* _Reading passage_:
----------------
COVID-19 has caused big changes to the economy in a very short time span. It’s likely that many small businesses won’t survive this pandemic. Some have already folded. Even larger organizations are feeling the impact of this situation. Millions of people have been laid off or furloughed. Airlines are seeking bailouts from governments. There are record unemployment filings. What might all of this economic change mean for the real estate market going forward?
Experts say it’s unlikely that real estate will be a cause of any coming recession. This is not the 2008 crisis where irresponsible lending was a major factor. The truth is that markets expand and contract in a cyclical fashion. Right now, the economy has seen over ten years of steady growth. That’s right, the US has enjoyed over 120 months of steady economic improvement in the wake of the 2008 recession. That kind of growth just can’t continue forever, pandemic or no pandemic. Whether it arrives in 2020 or 2021, a recession seems more or less inevitable.
One market where people are skittish about investing right now is in rental properties. Investing in multifamily real estate has long been a reliable way for savvy investors to generate mostly-passive income. However, right now investors feel the market is inflated. One consequence of ten straight years of growth is that real estate has been a seller’s market. Purchasing a multifamily residence is generally a good idea. But not if the building and land might lose value rapidly in the next 24 months.
----------------
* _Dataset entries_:
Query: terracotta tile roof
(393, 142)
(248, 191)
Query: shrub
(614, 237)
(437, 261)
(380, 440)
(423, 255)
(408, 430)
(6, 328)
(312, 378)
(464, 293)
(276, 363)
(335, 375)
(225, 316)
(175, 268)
----------------
* _What you should do_: Carry on the article about COVID-19 and the real estate market from its last sentence. The records were taken from a different source than the article.

* _Answer for the task_:
The good news is that a recession can be a great time to buy, and one is definitely on the way now. A recession is the perfect time to exercise the classic buy low and sell high strategy. It’s also a good time for people who are looking to hold on to a property for the long term. During economic downturns, buyers can generally secure better terms for their financing agreements. It’s also likely that vacancy rates in multifamily buildings will be low and that tenants will be stable. It’s important to be frugal and prudent in managing these properties, though. Bad management can ruin an investor, whatever the macroeconomic situation is in the wider world.